Nylon is a thermoplastic synthetic polymer invented by DuPont, first being used in a nylon-bristled toothbrush in 1938, followed up by the success in women’s stockings in 1940. As history marched into World War II, nylon production was redirected to be used by the military in parachutes and parachute cords.
Nylon fibers are also excellent for use in lightweight work gloves, with its elasticity and comfort a key feature. Because it’s easier to dye, nylon fibers are popular in cut resistant gloves – the nylon is wrapped around the stronger cut resistant fibers like glass or steel. Stronger and more comfortable than polyester, nylon work gloves have become the general purpose, lightweight work glove – used in applications that require dexterity but more protection than a disposable.
Nylon Glove Applications
The most common types of lightweight nylon work gloves are inspectors’ gloves and polyurethane or Nitrile dipped work gloves. Nylon gloves have replaced other types of general -purpose gloves – like leather palm or cotton gloves. These lightweight work gloves are ideal for precise and delicate work that still requires protection such as electronics operations, laboratory work, semiconductors, pharmaceuticals, and other precise work.

## Data supplied:
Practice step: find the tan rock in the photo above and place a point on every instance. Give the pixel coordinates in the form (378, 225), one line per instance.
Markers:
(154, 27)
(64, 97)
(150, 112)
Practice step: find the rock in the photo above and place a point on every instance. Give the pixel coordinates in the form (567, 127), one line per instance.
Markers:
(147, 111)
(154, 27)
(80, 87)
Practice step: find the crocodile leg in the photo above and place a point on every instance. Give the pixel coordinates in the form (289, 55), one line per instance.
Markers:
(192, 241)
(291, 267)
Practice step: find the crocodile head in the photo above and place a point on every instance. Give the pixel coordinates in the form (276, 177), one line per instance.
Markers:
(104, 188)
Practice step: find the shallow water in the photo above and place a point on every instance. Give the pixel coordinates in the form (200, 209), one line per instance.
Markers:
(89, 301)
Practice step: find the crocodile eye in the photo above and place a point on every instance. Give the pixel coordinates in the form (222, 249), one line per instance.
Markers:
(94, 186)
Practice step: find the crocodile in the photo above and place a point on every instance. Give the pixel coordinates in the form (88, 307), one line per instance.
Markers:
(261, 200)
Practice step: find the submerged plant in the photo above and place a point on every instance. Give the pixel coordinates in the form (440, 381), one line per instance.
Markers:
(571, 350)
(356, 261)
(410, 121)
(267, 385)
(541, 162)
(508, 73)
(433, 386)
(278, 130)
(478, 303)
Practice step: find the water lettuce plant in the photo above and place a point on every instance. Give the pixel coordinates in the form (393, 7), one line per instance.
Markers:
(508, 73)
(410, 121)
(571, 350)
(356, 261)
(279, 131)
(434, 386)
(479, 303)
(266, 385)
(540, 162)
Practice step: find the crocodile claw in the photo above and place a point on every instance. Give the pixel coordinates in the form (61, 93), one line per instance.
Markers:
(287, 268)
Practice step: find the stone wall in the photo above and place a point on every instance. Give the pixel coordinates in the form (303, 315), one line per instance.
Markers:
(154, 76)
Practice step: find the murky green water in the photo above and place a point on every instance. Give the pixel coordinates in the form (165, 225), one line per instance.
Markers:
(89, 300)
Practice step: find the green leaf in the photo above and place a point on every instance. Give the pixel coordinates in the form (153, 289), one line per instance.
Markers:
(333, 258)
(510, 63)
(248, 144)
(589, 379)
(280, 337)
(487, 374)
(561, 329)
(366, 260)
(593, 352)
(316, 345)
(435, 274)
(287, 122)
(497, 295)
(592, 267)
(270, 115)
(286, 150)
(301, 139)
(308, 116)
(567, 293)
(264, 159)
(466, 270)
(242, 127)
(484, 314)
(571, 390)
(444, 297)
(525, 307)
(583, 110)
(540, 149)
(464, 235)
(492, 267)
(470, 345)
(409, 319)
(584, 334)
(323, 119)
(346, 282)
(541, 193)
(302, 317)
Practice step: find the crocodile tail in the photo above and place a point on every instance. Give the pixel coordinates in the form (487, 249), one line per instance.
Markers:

## Directions:
1. Answer these questions about the nylon glove text, each from its own part:
(a) In what year, and in what product, was nylon first used?
(b) Which stronger fibers does the nylon wrap around in cut resistant gloves?
(c) Which general-purpose gloves have nylon gloves replaced?
2. Extend the nylon glove text, starting right after its final sentence.

## Replies:
1.
(a) 1938, in a nylon-bristled toothbrush.
(b) Glass or steel.
(c) Leather palm and cotton gloves.

2.
Operations such as these often require total cleanliness and no fingerprint contamination, for which nylon gloves are well suited, since they are low lint and more durable than cotton string-knit gloves. These characteristics make nylon work gloves ideal for cleaning, small item handling and assemble, instrument parts, and other work where fingerprint contamination is an issue.
The most common nylon work gloves are white inspectors gloves, as their low-linting quality makes them ideal for inspections. Their white color makes contaminants easily visible upon inspection. Black and gray nylon work gloves hide dirt and provide some durability to extend use, while nitrile or polyurethane dips provide better grip in oily environments.